* **TEXTE À LIRE**:

+===+

Société

Cinquantenaire de L’Obs. : c’est parti pour deux jours de réflexion sur l’avenir des médias traditionnels africains

« Les médias traditionnels africains face au développement du numérique : résilience, opportunités et défis » : C’est sous ce thème que s’est ouvert ce mardi 23 mai 2023 à Ouagadougou un colloque international organisé par le quotidien privé burkinabè, L’Observateur Paalga, à l’occasion du cinquantième anniversaire de la naissance de ce canard.

La célébration du cinquantenaire du canard est voulue sobre par les organisateurs, dans un contexte de crise sécuritaire que traverse le Burkina. Mais, visiblement, cela n’entache en rien l’intérêt qu’elle a suscité pour le public. La cérémonie d’ouverture du colloque international en a été l’illustration. Patronnée par le ministre de la Communication, Jean Emmanuel Ouédraogo et coparrainée par le vice-président de la Chambre de commerce et d’industrie, Mamady Sanoh et l’ex-présidente du Conseil supérieur de la communication, Béatrice Damiba, cette cérémonie a, en effet, connu la participation de plusieurs dizaines, voire des centaines de personnes, parmi lesquelles un gotha d’enseignants chercheurs, des représentants d’organisations professionnelles de médias, un parterre d’étudiants…

En lieu et place d’une célébration festive, le comité d’organisation du cinquantenaire a voulu plutôt que ce jubilé d’or soit placé « sous le signe de la réflexion, l’introspection et la prospection ». D’où la tenue du colloque, selon le président du Comité d’organisation, Ousseni Ilboudo, par ailleurs directeur de la Rédaction de L’Observateur Paalga.

+===+

* **DONNÉES FOURNIES**:
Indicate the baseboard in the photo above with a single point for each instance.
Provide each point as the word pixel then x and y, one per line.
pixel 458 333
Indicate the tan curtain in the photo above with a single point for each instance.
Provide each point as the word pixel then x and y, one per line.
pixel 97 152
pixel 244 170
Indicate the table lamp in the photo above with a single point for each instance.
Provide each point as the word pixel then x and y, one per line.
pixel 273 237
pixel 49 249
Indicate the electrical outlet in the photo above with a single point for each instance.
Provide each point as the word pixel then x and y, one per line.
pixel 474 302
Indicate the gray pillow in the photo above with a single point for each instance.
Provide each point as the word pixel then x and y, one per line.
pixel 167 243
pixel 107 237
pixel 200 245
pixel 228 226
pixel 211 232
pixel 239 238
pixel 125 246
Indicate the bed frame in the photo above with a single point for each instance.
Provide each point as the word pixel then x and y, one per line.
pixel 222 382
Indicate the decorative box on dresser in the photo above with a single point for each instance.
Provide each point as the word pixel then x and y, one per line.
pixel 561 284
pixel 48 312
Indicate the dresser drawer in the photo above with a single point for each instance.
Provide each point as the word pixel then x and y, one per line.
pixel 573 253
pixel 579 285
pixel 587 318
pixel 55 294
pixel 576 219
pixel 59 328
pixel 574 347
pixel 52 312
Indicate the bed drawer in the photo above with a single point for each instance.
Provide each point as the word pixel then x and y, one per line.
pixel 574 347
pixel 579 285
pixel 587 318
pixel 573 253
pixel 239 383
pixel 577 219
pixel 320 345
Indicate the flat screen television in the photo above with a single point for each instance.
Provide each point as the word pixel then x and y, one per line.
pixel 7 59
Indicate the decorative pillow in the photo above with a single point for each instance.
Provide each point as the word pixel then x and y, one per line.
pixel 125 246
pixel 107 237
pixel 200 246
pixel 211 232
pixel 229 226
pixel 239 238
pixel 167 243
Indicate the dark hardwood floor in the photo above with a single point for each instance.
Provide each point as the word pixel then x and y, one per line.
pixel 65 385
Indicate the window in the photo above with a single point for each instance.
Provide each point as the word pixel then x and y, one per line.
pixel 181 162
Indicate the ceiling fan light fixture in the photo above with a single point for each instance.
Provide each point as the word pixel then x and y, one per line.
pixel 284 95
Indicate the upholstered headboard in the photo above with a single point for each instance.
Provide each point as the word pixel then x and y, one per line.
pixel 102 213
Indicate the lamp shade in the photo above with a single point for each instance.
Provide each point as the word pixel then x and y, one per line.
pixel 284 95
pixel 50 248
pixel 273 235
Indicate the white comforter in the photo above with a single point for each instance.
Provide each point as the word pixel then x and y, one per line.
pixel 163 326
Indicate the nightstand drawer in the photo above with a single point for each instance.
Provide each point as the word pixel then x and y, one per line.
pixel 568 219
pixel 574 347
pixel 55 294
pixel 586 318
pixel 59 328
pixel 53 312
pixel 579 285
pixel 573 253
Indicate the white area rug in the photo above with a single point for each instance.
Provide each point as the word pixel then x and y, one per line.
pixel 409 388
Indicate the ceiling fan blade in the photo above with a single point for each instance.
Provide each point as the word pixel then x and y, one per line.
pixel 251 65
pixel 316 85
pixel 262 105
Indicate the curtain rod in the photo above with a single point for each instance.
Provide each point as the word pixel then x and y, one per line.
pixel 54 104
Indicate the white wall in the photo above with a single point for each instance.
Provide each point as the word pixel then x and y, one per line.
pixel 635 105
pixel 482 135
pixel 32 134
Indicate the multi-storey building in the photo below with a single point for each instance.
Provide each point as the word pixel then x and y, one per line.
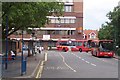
pixel 66 27
pixel 69 26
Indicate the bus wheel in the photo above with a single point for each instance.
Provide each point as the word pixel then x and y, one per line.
pixel 80 50
pixel 64 49
pixel 92 53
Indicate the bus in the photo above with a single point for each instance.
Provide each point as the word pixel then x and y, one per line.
pixel 73 45
pixel 102 48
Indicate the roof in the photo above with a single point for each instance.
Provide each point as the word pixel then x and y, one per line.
pixel 87 32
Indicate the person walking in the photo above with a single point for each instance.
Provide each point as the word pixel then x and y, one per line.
pixel 13 55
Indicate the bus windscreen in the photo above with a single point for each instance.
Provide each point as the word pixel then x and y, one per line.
pixel 106 46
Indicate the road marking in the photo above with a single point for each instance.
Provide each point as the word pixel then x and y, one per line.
pixel 93 64
pixel 46 56
pixel 87 62
pixel 67 64
pixel 40 70
pixel 84 60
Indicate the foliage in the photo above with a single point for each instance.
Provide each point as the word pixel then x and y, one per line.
pixel 22 15
pixel 112 29
pixel 106 32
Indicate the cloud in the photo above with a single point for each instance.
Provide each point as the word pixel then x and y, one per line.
pixel 95 12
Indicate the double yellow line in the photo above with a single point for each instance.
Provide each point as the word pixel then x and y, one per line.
pixel 41 67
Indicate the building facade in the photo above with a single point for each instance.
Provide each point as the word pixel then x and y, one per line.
pixel 90 34
pixel 66 27
pixel 69 26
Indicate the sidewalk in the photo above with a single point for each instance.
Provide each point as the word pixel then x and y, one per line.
pixel 117 57
pixel 14 67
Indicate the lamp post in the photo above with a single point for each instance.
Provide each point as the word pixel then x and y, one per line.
pixel 6 55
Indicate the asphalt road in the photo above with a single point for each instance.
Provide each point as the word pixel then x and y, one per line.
pixel 79 65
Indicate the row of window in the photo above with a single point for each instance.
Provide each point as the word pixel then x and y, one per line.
pixel 68 8
pixel 56 32
pixel 55 20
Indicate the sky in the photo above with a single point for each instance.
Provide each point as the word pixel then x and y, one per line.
pixel 94 12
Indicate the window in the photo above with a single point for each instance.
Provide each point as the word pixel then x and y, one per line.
pixel 72 21
pixel 66 20
pixel 52 20
pixel 62 20
pixel 68 8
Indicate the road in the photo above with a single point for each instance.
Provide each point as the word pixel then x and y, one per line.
pixel 78 65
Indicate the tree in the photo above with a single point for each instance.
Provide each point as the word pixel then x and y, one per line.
pixel 27 14
pixel 112 30
pixel 114 17
pixel 106 32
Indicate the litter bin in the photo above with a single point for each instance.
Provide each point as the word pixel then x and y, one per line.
pixel 24 66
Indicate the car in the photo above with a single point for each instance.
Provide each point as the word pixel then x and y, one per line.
pixel 25 47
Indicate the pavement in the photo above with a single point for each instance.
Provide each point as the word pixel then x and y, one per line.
pixel 117 57
pixel 79 65
pixel 14 66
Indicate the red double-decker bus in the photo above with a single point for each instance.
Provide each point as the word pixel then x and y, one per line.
pixel 73 45
pixel 101 48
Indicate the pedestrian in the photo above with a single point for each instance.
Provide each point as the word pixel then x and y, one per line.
pixel 13 55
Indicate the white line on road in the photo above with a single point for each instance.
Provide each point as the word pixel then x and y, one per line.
pixel 93 64
pixel 67 64
pixel 83 59
pixel 87 62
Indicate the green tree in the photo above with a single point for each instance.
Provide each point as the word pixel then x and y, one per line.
pixel 106 32
pixel 27 14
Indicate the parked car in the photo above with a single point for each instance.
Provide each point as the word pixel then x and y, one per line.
pixel 25 47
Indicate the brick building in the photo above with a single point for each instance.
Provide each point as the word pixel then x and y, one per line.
pixel 66 27
pixel 90 34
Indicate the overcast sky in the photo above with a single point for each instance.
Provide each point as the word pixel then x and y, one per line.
pixel 95 12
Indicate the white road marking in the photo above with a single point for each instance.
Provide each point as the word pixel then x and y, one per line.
pixel 46 56
pixel 87 62
pixel 84 59
pixel 93 64
pixel 67 64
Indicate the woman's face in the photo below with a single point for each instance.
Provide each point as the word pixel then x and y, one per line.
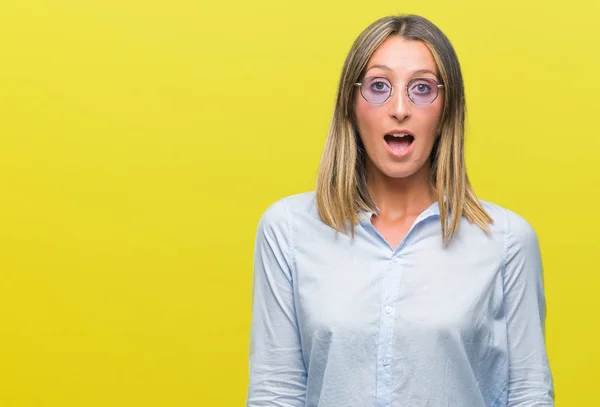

+===+

* **CONSIGNE 1**:
Recopiez à l'identique les lignes des données, depuis celle qui contient « Indicate the dresser » jusqu'à celle qui contient « pixel 52 312 », ces deux lignes comprises.
* **CONSIGNE 2**:
Poursuivez l'article sur le cinquantenaire de L'Observateur Paalga à partir de sa dernière phrase.

* **RÉPONSE ATTENDUE 1**:
Indicate the dresser drawer in the photo above with a single point for each instance.
Provide each point as the word pixel then x and y, one per line.
pixel 573 253
pixel 579 285
pixel 587 318
pixel 55 294
pixel 576 219
pixel 59 328
pixel 574 347
pixel 52 312

* **RÉPONSE ATTENDUE 2**:
Pendant deux jours, une quinzaine de communications seront livrées par d’éminents chercheurs et professionnels des médias autour de la thématique générale : « Les médias traditionnels africains face au développement du numérique : résilience, opportunités et défis ». Une thématique plus que jamais d’actualité, selon plus d’un. En effet, l’environnement médiatique a connu un bouleversement avec l’avènement du numérique, notamment de l’Internet et des réseaux sociaux qui « deviennent une autre source d’information, surtout de désinformation et parfois de diversion », pour paraphraser le Pr Magloire Somé, président du comité scientifique du présent colloque.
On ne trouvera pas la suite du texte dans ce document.